YOUR INSTRUCTIONS ▸ Filter the rows below and keep only the lines that contain the word "base". Matching is case-sensitive.

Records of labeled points
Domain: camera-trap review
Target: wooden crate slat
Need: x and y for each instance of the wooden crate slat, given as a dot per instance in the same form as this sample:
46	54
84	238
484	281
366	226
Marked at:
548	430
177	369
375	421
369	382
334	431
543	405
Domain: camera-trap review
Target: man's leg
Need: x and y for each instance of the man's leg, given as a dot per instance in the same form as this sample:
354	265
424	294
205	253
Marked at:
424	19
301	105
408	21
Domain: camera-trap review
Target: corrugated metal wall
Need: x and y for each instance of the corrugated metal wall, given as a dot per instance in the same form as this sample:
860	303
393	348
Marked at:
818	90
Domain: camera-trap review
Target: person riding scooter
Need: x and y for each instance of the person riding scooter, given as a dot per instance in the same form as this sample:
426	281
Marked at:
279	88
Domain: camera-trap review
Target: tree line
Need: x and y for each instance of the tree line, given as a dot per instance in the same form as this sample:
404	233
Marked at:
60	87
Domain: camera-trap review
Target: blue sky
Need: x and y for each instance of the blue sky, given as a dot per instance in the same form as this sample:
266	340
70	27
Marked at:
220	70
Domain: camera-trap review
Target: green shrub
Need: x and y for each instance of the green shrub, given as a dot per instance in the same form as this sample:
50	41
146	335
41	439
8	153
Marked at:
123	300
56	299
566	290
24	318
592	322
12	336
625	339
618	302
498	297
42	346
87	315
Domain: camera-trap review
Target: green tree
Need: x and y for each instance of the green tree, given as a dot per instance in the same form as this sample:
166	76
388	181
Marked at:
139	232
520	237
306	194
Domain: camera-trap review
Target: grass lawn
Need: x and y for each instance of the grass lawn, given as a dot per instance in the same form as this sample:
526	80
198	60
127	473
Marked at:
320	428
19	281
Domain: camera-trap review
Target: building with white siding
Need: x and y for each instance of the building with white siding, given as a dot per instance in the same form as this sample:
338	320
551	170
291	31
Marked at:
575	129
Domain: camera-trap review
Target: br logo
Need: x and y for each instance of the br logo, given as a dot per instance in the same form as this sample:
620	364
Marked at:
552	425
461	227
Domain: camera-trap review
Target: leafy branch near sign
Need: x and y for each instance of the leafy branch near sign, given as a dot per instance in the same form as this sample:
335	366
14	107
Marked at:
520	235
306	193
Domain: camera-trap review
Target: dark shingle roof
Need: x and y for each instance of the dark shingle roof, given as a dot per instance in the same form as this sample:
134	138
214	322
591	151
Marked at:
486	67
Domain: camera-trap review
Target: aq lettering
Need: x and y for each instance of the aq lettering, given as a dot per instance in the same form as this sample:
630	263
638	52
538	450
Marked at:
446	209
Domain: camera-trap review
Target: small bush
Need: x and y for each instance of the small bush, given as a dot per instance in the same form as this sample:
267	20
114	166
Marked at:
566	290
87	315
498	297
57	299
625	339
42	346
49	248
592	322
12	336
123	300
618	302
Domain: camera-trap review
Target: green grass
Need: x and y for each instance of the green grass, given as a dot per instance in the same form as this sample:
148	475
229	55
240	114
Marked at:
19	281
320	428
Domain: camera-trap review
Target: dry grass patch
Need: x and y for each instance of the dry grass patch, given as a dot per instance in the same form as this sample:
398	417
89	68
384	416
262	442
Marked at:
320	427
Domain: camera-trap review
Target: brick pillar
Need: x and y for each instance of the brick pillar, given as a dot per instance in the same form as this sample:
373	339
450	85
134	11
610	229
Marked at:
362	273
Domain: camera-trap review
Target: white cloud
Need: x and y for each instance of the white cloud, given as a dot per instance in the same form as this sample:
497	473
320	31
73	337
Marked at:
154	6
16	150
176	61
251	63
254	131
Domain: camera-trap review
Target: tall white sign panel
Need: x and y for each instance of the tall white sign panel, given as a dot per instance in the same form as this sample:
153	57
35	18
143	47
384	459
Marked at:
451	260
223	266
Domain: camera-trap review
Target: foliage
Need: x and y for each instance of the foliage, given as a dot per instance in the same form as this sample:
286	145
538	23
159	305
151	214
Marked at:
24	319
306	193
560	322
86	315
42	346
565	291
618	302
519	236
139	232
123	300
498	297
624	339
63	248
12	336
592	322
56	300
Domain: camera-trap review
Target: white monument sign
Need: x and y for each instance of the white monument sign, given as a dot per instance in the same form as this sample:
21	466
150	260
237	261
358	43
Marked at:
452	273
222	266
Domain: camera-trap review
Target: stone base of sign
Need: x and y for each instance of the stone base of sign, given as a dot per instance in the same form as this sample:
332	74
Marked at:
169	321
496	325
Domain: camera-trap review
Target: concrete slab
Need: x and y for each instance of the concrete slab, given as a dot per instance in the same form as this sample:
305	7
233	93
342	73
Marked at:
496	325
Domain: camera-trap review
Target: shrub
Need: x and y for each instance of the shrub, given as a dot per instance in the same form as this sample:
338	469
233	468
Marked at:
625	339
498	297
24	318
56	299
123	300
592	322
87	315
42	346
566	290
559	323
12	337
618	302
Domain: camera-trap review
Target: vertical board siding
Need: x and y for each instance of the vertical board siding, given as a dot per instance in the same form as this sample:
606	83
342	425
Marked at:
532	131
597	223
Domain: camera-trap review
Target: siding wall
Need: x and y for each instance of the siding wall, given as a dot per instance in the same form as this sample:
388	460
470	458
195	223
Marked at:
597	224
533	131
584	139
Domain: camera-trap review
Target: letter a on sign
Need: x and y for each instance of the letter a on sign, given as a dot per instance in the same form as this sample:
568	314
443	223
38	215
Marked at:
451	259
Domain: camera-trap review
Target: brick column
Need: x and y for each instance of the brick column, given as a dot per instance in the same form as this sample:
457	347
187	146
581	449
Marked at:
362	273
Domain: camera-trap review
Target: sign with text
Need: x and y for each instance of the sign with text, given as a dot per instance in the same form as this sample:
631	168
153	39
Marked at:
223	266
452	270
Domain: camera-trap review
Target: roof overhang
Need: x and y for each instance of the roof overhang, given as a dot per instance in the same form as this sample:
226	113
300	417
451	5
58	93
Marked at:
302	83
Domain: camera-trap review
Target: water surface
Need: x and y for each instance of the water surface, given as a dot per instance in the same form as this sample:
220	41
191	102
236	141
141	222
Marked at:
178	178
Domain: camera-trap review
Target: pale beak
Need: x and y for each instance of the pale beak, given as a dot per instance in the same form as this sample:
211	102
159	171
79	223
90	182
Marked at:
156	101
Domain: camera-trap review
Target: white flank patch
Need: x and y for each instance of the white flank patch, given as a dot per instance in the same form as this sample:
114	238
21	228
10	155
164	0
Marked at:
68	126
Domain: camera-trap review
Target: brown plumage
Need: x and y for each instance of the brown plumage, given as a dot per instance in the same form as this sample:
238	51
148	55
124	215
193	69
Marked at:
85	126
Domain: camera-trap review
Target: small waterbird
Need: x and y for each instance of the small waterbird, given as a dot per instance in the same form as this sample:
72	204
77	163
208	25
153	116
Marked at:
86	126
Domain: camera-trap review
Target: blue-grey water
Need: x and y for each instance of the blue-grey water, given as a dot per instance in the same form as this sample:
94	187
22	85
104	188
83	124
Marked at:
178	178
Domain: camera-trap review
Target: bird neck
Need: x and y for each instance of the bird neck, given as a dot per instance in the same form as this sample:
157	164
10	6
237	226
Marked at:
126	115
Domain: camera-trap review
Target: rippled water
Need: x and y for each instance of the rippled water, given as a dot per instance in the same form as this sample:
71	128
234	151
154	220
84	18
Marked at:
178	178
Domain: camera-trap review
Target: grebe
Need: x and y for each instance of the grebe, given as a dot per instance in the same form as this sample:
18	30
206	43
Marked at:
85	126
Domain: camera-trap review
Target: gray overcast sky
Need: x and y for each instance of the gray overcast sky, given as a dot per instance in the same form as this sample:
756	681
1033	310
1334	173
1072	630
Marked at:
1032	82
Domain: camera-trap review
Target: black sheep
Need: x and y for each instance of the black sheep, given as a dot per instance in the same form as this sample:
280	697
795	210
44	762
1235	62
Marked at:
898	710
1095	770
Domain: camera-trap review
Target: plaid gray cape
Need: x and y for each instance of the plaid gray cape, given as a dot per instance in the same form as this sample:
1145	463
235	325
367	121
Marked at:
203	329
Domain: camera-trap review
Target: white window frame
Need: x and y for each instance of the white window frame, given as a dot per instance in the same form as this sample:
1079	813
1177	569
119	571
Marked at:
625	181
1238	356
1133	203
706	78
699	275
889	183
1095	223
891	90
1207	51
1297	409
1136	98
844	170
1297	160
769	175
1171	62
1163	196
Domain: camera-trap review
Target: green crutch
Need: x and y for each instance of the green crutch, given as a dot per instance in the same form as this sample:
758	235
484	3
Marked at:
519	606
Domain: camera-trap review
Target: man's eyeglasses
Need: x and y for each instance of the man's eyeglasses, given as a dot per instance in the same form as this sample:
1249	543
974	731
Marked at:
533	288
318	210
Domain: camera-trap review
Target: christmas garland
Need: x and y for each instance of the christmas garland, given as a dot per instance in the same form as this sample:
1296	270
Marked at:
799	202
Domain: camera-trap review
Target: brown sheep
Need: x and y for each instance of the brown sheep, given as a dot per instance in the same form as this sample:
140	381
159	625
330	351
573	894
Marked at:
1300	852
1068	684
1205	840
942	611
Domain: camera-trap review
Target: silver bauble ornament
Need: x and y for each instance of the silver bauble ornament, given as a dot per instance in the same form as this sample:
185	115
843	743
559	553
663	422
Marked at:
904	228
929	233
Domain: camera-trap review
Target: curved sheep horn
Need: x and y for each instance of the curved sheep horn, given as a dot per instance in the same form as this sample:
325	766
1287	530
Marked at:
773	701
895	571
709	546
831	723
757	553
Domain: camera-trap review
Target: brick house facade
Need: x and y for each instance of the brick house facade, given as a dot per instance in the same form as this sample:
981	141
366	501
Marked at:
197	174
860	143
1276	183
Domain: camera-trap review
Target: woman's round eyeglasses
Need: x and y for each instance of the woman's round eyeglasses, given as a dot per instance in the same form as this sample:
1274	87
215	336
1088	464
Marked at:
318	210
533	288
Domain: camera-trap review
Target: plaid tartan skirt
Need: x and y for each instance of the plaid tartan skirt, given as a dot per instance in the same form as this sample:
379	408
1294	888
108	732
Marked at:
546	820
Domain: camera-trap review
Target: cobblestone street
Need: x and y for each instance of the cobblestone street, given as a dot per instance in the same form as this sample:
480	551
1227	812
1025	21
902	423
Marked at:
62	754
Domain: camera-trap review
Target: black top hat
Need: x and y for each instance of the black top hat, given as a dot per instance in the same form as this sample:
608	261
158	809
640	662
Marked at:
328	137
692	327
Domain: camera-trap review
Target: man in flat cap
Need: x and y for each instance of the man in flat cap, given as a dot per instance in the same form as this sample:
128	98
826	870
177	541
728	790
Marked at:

EXERCISE SOLUTION ▸
Target: stone base of sign
Need: x and y for each instance of the stone base of sign, given as a dot per instance in the same form as this sample:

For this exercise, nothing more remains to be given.